• DATASET EXCERPTS:
** begin **
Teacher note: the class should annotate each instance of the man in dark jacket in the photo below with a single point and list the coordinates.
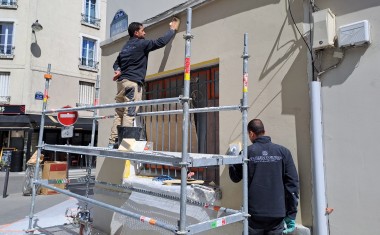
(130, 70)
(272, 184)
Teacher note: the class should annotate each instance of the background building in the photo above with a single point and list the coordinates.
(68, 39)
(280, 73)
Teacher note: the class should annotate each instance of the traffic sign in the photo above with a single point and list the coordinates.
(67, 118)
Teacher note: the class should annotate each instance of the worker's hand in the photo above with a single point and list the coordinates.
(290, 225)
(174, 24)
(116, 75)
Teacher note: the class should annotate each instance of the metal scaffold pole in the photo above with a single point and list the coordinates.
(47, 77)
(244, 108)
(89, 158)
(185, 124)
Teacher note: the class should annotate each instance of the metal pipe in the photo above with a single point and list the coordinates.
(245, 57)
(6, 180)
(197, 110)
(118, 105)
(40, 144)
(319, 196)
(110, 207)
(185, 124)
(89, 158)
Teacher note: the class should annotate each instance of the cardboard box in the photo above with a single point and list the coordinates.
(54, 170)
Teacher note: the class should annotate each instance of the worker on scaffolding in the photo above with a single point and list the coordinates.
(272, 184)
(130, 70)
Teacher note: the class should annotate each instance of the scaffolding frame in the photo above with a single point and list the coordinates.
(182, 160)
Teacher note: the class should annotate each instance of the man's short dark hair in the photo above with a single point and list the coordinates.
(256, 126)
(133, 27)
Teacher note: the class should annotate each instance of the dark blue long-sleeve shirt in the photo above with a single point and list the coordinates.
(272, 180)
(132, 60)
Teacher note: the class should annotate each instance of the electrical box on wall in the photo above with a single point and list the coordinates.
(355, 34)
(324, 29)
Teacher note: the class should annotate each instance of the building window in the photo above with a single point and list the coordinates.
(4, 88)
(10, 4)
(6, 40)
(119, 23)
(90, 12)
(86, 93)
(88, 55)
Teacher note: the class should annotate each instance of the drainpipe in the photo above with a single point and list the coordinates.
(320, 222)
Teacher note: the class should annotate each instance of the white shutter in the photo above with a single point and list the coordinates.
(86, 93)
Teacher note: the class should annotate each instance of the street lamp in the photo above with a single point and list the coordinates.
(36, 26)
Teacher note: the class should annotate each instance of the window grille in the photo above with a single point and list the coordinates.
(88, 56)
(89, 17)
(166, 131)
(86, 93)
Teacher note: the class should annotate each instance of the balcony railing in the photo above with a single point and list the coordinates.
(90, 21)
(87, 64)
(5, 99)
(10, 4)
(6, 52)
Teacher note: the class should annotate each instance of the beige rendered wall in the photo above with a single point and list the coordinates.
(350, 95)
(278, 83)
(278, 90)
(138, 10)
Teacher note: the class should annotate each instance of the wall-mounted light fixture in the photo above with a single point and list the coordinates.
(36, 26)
** end **
** begin **
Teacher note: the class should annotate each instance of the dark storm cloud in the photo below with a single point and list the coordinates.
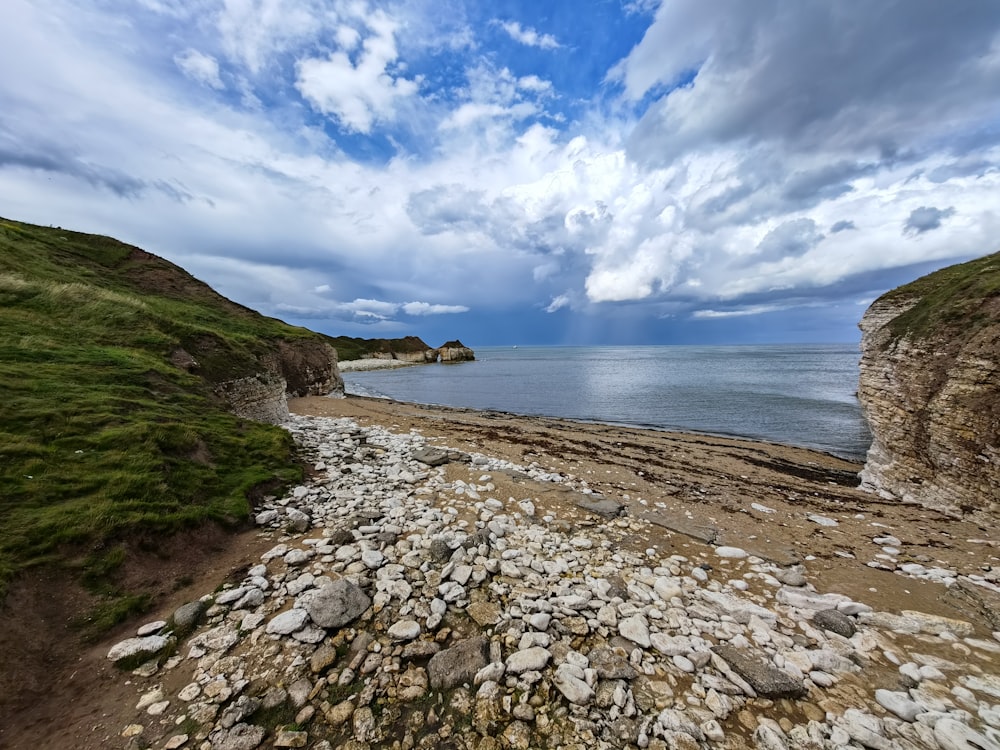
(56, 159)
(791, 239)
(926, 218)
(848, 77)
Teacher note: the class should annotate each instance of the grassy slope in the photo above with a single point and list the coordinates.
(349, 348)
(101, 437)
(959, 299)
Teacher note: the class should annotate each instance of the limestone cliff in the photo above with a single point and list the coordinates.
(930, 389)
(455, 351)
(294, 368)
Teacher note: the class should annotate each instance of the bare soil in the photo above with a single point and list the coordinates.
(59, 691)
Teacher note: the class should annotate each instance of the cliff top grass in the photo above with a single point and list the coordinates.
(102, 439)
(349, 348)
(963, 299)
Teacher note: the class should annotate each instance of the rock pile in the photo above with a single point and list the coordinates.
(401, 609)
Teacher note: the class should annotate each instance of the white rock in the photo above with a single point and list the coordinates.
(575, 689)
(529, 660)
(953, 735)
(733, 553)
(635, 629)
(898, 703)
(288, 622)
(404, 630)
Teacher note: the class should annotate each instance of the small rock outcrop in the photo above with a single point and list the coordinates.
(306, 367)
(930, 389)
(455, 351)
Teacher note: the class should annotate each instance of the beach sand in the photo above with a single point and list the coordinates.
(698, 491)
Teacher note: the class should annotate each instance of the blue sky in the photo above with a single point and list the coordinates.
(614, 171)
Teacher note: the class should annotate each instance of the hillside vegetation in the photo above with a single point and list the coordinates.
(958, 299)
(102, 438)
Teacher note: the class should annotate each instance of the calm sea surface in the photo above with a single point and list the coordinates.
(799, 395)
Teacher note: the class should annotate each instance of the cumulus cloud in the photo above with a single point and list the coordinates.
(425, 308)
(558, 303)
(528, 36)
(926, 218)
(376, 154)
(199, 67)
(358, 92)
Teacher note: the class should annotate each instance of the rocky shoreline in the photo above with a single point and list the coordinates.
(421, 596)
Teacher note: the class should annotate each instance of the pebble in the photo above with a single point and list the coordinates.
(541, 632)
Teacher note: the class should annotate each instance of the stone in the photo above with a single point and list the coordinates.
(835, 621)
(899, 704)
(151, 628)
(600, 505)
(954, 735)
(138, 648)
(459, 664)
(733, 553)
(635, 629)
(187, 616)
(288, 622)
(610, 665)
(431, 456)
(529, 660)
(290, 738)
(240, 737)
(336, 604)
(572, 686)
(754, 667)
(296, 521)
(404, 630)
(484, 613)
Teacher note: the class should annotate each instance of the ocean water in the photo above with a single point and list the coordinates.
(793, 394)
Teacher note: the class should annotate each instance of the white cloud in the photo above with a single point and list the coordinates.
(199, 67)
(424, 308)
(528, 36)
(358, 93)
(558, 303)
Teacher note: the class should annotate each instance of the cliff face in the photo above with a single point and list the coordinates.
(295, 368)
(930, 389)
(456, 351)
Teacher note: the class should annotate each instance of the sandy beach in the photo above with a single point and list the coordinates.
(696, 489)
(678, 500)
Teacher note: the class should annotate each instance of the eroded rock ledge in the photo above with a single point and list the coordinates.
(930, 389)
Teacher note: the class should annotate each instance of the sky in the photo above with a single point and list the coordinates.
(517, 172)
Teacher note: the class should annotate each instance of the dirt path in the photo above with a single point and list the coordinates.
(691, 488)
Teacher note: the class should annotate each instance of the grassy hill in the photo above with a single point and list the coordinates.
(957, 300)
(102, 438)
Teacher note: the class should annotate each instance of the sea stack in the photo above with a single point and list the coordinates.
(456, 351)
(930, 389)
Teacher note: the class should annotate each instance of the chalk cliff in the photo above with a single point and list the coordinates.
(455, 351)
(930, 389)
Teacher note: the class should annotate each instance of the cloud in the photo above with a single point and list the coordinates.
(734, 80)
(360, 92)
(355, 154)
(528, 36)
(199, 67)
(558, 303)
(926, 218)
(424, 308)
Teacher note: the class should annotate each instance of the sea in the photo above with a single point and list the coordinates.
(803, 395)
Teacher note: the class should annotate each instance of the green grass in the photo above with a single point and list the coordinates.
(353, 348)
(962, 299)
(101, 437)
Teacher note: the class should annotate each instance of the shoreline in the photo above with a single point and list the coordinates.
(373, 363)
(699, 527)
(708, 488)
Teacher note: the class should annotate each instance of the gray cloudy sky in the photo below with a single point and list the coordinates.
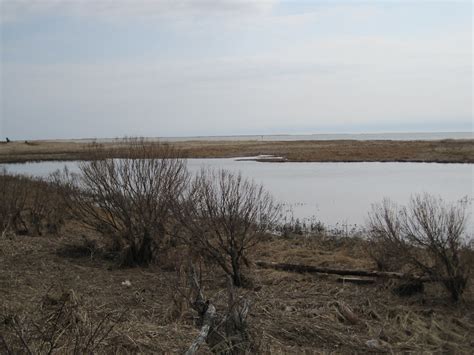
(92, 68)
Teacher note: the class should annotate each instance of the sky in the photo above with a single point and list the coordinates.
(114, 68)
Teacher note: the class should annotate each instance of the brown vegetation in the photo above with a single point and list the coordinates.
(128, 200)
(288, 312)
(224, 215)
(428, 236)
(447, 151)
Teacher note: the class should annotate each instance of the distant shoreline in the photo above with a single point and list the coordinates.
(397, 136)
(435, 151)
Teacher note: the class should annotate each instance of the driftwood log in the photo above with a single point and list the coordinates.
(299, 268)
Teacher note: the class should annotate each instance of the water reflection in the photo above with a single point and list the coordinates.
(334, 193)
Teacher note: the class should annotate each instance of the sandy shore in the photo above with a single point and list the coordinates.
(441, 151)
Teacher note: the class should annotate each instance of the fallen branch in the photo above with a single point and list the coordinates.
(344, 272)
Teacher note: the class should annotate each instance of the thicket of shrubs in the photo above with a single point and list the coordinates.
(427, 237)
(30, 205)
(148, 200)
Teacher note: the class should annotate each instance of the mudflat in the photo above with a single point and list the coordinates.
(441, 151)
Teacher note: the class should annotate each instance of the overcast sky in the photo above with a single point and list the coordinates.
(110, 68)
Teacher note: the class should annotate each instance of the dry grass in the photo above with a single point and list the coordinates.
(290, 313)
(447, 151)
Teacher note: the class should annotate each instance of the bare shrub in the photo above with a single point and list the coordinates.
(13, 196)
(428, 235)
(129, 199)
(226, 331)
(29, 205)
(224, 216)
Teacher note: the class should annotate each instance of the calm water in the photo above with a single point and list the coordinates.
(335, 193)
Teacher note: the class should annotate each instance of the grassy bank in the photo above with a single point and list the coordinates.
** end **
• SHORT TASK: Return the lines of the records above from the line with "of the mudflat" up to and including the line with "the grassy bank", copying each one character for character.

• EXERCISE SOLUTION:
Teacher note: the class should annotate each instance of the mudflat in the photo above with a single point and list the coordinates.
(441, 151)
Teacher note: the class should annotate each instance of the overcast sky in the photo above with a single point and list the coordinates.
(110, 68)
Teacher note: the class should annotate each instance of the dry grass in the photo above with a single point and list the coordinates.
(290, 313)
(447, 151)
Teacher note: the class should annotate each instance of the bare shrub in the photo above with a single point and list the coordinates.
(13, 196)
(428, 235)
(129, 199)
(226, 331)
(29, 205)
(224, 216)
Teacher note: the class should annotate each instance of the calm water in the photo above with a single point and list the coordinates.
(335, 193)
Teacher note: the class should annotate each instance of the grassy bank in the photo above with a single point and list the coordinates.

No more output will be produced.